— Study text —
• • • • • • •
Covid and school: Three ways US schools are responding
Amid the heated national debate over safely reopening schools, a group of parents in Idaho have planned a high school prom this spring in the absence of a school-organised event.
The Melba School District has welcomed students back to classrooms but has not held major gatherings since the pandemic began.
But social media users spotted flyers on Facebook for a Melba High prom hosted by parents.
The event’s tagline reads: ‘A little party never killed nobody’.
The prom is Great Gatsby themed, according to one parent, Chanall Astle.
Ms Astle took down the Facebook post after the tagline drew heat on social media but declined to comment on whether the event would be shut down.
“It’s hard enough to give our kids some enjoyment this year and let them have a little fun,” she told the Idaho Statesman. “It’s really disappointing as a parent when you try to do a good thing, but people turn it into a bad thing.”
A year has passed since schools first closed to slow down the initial spread of Covid-19, prompting concerns over how the pandemic may have stunted academic growth and harmed the mental well-being of students.
The Biden White House announced on Thursday it will soon implement coronavirus testing programmes in schools, but states and local school districts have largely gone it alone so far in planning and funding a return to normalcy.
In Idaho, where the vast majority of public schools are meeting in person, students at Melba Junior/Senior High School have had a regular school year for the most part.
The school’s superintendent, Sherry Ann Adams, told the BBC the school improved its cleaning protocols, set up hand sanitiser stations and created smaller working groups at each grade level. She considers the reopening a success because “98% of our enrolled students show up face to face”.
But with over 1,900 Idahoans dead from the virus and the governor leaving in place a 50-person limit on public gatherings, the school has gone a year without prom, homecoming and other big events typical of a US school year.
“The reason we aren’t doing a prom is we don’t want to pick which 50 students from our high school get to attend,” said Ms Adams.
When the school principal got word that Melba parents were planning a prom on their own, he gave them a call “to give them the heads up that media outlets had found her announcement” but did not ask for it to be shut down.
“We’re really neutral on the situation,” said Ms Adams. “We have full confidence in the parents in our community that they’re going to make the best decision for their kids.”
However, these kinds of decisions may be easier in Melba – a small rural farming community of barely 500 people – than in other parts of the country.
So how are other parts of the US dealing with schools?
In the nation’s capital, PTA member Alexandra Simbana says the lack of planning, as well as lack of engagement with parents and teachers, makes her think twice about sending her third grader, Natalie, back.
• • • • • • •
— Collected data —
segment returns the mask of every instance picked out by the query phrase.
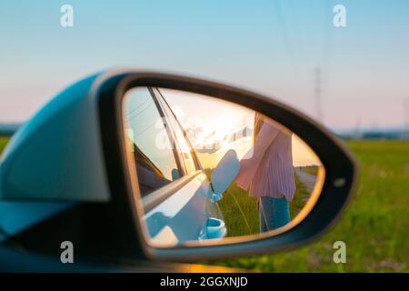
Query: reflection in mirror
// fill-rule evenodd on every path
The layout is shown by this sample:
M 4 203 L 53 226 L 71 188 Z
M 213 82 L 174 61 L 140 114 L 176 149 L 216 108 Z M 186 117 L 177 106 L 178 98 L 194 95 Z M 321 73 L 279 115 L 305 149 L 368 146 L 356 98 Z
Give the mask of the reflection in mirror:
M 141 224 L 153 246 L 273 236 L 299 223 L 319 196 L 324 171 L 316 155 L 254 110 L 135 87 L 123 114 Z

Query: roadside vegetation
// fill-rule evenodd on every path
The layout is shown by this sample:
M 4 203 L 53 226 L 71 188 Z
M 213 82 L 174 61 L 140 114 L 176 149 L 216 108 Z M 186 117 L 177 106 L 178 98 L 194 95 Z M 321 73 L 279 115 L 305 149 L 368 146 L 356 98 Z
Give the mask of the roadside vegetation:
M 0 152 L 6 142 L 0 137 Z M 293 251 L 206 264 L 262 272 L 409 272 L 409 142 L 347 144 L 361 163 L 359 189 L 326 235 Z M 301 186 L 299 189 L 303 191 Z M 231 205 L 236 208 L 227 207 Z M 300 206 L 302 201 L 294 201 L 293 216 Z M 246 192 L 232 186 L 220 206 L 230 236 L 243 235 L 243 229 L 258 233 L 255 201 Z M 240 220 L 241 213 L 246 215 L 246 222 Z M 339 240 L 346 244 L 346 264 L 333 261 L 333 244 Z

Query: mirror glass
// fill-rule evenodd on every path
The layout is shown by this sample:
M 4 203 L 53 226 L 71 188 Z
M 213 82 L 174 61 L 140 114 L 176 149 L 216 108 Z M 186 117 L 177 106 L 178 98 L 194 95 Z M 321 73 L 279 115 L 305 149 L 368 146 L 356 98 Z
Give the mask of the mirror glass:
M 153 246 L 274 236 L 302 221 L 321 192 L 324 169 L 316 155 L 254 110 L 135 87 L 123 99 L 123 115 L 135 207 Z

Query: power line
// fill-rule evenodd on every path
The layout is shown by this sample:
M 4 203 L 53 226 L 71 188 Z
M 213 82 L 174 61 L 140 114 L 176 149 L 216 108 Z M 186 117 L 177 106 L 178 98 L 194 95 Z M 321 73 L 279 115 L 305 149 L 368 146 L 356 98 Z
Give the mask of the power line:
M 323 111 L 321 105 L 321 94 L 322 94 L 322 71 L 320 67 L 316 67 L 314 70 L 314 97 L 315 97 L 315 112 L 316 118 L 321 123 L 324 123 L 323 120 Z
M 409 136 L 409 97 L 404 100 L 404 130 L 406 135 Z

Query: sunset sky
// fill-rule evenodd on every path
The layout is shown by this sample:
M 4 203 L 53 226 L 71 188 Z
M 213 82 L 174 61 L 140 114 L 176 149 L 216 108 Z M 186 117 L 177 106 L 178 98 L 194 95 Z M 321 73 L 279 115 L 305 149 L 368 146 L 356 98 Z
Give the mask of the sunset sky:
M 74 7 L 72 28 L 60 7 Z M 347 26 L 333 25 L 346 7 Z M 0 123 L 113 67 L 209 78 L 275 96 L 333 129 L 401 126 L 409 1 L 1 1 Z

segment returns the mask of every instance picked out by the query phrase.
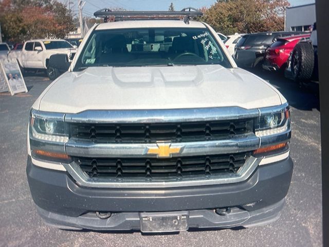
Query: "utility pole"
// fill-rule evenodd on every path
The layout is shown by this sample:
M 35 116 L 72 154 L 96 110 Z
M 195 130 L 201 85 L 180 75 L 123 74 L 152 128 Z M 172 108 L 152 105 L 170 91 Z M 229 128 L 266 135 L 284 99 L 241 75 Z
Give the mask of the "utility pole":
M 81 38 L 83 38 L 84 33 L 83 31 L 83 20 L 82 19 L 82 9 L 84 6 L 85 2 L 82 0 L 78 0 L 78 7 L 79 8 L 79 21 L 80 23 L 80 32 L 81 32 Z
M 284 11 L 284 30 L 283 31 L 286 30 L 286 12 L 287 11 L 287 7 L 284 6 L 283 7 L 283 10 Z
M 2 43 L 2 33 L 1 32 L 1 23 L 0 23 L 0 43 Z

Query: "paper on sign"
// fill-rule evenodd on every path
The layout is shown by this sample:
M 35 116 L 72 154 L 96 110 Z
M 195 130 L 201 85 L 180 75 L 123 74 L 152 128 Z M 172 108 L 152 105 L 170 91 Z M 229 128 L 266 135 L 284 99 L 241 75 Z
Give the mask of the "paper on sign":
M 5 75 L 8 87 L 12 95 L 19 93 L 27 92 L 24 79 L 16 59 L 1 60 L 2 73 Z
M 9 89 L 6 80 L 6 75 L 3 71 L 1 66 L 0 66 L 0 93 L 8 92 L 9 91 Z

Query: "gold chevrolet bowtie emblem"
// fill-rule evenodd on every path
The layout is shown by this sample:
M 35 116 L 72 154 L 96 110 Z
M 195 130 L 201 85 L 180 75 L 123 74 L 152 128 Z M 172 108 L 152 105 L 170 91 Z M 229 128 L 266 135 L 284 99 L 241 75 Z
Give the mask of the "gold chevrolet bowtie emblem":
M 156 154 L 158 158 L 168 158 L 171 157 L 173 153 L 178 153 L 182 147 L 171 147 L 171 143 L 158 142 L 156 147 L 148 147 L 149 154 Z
• • • • • • •
— Required work —
**A.** Answer these questions using the article on Covid and US schools:
(i) What theme does the parent-organized Melba High prom have?
(ii) What share of enrolled students does the superintendent say show up face to face?
(iii) What limit on public gatherings has the Idaho governor left in place?
**B.** Please write a continuation of the article on Covid and US schools, picking up after its last sentence.

— Per-task outputs —
**A.**
(i) Great Gatsby
(ii) 98%
(iii) 50 people

**B.**
“Successful reopening makes a lot of assumptions of a pre-existing investment in education, the buildings, the resources, the budgets,” said Ms Simbana.
“And if you have a school district that has been under-funded and under-resourced for years, you are further behind on the bare minimum needs for reopening.”
“And when the community is mostly comprised of black and brown students and families, they are the ones who will pay a higher price in this pandemic,” she added.
About three-quarters of Covid-19 deaths in the District of Columbia have been black residents.
Ms Simbana, who is Ecuadorian American, had her own near-fatal bout with the virus last May, forcing her to spend nine days in hospital, then six weeks on an oxygen tank. She still gets winded climbing the stairs.
“I’m barely 41 years old and was having the conversation about what happens when I die because my breathing became so taxing,” recounted Ms Simbana.
The ordeal compounded her concerns about reopening schools, she told the BBC, because she believes “people with higher barriers and heavier boats to carry” will be at risk if there is no effective plan in place.
Parents of colour, in particular, have told her “they are terrified that they’re going to be forced to return before they are ready”.
“You get this wrong and people die,” she said.
Miles away in Maine, Shay Stewart Bouley shares those sentiments. In a tweet earlier this month, she wrote that she’d rather pull her 15-year-old daughter, MJ, out of school than let her return to the classroom this year.
MJ’s school currently meets in person one afternoon a week and has outlined plans to add one more afternoon. But Ms Bouley and her ex-husband have “chosen to keep her fully remote for the whole school year”.
“We have a state where the teachers were not a priority for getting vaccinated,” Ms Bouley told the BBC. “And given the state of school buildings and the fact that we know ventilation plays a huge role inside, nothing’s changed.”
She argued that most organisations – not just schools – had done too little about ventilation to warrant opening back up.
Until MJ, her parents and her teachers are vaccinated, and classes properly ventilated, there is no rush to return, argued Ms Bouley. She admitted that “remote learning has its challenges” but MJ – who deals with anxiety – has been relieved to be home, is doing well academically and is even getting more sleep than she used to get.
“We need to wait until this thing is done,” said Ms Bouley.